─── Text excerpt ───

THE DEATH AGONIES OF CAPITALISM

Any mode of production which is contradictory and has reached the limits of its ability to expand, sooner or later is bound to disintegrate and then collapse. However, before the final demise, such modes of production go through periods of convulsion and struggle as those who benefit from them make repeated desperate efforts to stave off the inevitable end of ‘their’ system. In this sense there is not one ‘death agony’ but a series of agonising episodes before the final gasp. This was true of modes of production based upon ancient slavery, feudal semi-slavery and it is true of modern capitalist economic system based upon wage – slavery. For example, the decline and fall of the Roman Empire, as extensively catalogued by Edward Gibbon, did not occur over night, but went through a long period of expiring glory and convulsive degeneration. A similar pattern, but with varying distinctive features, can be identified in the decline and fall of the previous empires of Egypt, Persian and Greece. And despite surface appearances to the contrary, the capitalist mode of production has also been disintegrating for some time.

The relatively modern empire of global capitalism has been going through a protracted period of convulsive degeneration and temporary regeneration for over a century. These periodic agonies attending the episodic degeneration were motivated primarily by the uncontrollable desire of capitalist elites to expand their field of operations. The basis of this motivation to continually expand is the capitalists need to maintain and augment their capital. This need has driven capitalists and pro – capitalists periodically to extreme measures. Broadly these have taken the form of Colonial and imperial exploitation, two world wars with many millions killed and injured, continuous environmental degradation, rising global poverty, uncontrolled deforestation and more recently the continuing privatisation of practically everything except the air we breath.

These symptoms are all byproducts emanating from the needs of the capitalist class to continually expand and accumulate wealth despite the natural, social and any moral barriers to that expansion. This expansion has quite definately caused repeated large scale and small scale agonies for individuals and communities throughout the world. These degenerative agonies now also include the almost complete failure of the advanced nation – states of the world – and the complete failure of the less advanced – to ensure the safety and welfare of their citizens. Under the guidance of capitalist elite, we now witness the spectacle of millions of refugee civilians without a functioning country and in some cases countries without a functioning civilian population. How self destructive is that? States have also become willing to defame, arrest and incarcerate their own citizens in order to resist any serious pressure for radical change.

In short; under the pressure of its own internal contradictions, the capitalist mode of production is again coming apart at the seams!

In previous articles (‘Capitalism and Crisis’, and; ‘The Five – fold crisis of Capitalism ‘) I have dealt with many of the internal contradictions of the capitalist mode of production. In this article I wish to consider the contradictions of this mode of production in a much broader context. That is to say from a framework of ideas that consider the implications of these contradictions for the human species as a whole. It is in this latter regard that it is important to recognise that the economic life of the vast bulk of humanity is now inter -connected by a global network of production and consumption. That is now the economic and social reality for the human species. This means that ideas and ideologies based upon past tribal, religious, and national identities no longer corospond to the reality of the 20th and 21st century socio-economic networks. These ideologies were created during past pre – global socio – economic circumstances of human communities and are now clearly reactionary. They threaten to tear the human species into warring tribes, religions, and nations. It is true that the current global network is distorted and continually threatened by by the needs of the capitalists and the elites who benefit from it – but it is a global system nonetheless.

───

Exercise tasks
1 > For each statement, answer yes or no according to the essay on capitalism's death agonies, and quote the words that decide it: (a) The essay says the Roman Empire fell suddenly. (b) The essay says global capitalism has gone through convulsive degeneration and temporary regeneration for over a century. (c) The essay calls ideologies based on past tribal, religious, and national identities reactionary.
2 > Output the passage of the essay on capitalism's death agonies from "The relatively modern" to "air we breath.", copying it word for word.
The rows come from a separate source and are unrelated to the essay on capitalism's death agonies.

─── Entries shown ───

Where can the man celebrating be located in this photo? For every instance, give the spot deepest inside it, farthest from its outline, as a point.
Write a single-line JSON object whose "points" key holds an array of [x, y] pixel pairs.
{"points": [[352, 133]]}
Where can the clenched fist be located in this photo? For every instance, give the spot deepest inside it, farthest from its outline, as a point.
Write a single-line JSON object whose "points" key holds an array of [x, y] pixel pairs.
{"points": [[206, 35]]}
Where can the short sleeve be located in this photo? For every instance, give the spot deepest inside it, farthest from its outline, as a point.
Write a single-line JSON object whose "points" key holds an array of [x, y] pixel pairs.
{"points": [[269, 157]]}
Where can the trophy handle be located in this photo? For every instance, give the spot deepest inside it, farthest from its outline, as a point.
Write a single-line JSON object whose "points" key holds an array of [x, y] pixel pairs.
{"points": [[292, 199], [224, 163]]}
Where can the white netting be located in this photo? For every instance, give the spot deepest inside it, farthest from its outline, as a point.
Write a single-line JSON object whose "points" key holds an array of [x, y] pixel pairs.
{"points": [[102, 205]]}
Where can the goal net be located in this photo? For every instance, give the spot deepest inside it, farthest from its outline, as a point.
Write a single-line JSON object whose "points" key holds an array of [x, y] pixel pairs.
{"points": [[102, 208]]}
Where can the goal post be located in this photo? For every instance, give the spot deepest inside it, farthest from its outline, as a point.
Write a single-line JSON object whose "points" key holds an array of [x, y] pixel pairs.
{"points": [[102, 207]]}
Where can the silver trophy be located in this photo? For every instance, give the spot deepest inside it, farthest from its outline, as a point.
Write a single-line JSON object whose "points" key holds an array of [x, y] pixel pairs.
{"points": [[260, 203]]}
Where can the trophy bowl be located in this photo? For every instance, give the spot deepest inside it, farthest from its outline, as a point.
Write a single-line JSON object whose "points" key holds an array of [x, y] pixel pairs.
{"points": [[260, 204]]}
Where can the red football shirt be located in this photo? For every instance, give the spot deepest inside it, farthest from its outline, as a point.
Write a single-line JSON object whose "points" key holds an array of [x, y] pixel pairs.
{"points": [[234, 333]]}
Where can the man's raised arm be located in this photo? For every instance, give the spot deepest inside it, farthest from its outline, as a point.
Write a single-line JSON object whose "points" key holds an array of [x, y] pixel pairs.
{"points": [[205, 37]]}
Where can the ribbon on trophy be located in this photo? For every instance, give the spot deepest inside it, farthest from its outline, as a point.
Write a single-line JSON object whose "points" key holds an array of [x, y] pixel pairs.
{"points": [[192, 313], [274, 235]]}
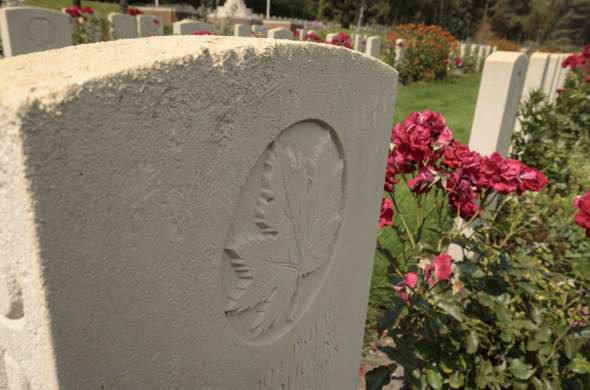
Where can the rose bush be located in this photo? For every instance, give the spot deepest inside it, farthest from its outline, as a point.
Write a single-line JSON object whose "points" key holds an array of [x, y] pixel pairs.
{"points": [[426, 49], [475, 305]]}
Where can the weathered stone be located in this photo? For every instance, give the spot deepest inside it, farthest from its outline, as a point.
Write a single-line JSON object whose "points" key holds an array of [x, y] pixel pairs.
{"points": [[374, 46], [177, 209], [552, 71], [497, 102], [123, 26], [259, 31], [188, 27], [358, 43], [280, 33], [29, 29], [241, 30], [149, 25]]}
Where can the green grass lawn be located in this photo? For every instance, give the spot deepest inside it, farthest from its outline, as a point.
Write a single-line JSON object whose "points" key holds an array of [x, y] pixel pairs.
{"points": [[102, 9], [455, 98]]}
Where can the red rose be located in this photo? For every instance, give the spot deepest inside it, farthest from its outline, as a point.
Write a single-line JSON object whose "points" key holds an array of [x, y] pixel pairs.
{"points": [[582, 203], [421, 184]]}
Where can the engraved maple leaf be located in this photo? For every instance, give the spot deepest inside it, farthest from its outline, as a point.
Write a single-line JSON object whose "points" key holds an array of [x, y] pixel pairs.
{"points": [[297, 218]]}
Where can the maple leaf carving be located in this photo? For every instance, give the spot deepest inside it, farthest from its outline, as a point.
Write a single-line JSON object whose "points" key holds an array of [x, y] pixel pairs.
{"points": [[297, 219]]}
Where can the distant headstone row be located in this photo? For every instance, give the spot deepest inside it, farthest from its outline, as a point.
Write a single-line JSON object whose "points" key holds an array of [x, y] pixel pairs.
{"points": [[508, 79], [31, 29]]}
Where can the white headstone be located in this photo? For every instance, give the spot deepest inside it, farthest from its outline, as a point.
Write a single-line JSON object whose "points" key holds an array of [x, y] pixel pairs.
{"points": [[497, 102], [123, 26], [29, 29], [400, 49], [536, 73], [216, 233], [259, 30], [232, 9], [374, 46], [552, 72], [358, 43], [188, 27], [560, 78], [149, 25], [241, 30], [280, 33]]}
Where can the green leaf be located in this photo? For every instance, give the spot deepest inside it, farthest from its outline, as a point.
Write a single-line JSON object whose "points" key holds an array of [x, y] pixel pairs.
{"points": [[521, 370], [434, 378], [580, 365], [390, 317], [457, 380], [377, 378], [471, 342]]}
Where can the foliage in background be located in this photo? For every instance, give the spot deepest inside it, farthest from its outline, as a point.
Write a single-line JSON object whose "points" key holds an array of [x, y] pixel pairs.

───

Completed exercise
1 >
(a) No: "did not occur over night, but went through a long period of expiring glory and convulsive degeneration."
(b) Yes: "has been going through a protracted period of convulsive degeneration and temporary regeneration for over a century."
(c) Yes: "are now clearly reactionary."

2 >
The relatively modern empire of global capitalism has been going through a protracted period of convulsive degeneration and temporary regeneration for over a century. These periodic agonies attending the episodic degeneration were motivated primarily by the uncontrollable desire of capitalist elites to expand their field of operations. The basis of this motivation to continually expand is the capitalists need to maintain and augment their capital. This need has driven capitalists and pro – capitalists periodically to extreme measures. Broadly these have taken the form of Colonial and imperial exploitation, two world wars with many millions killed and injured, continuous environmental degradation, rising global poverty, uncontrolled deforestation and more recently the continuing privatisation of practically everything except the air we breath.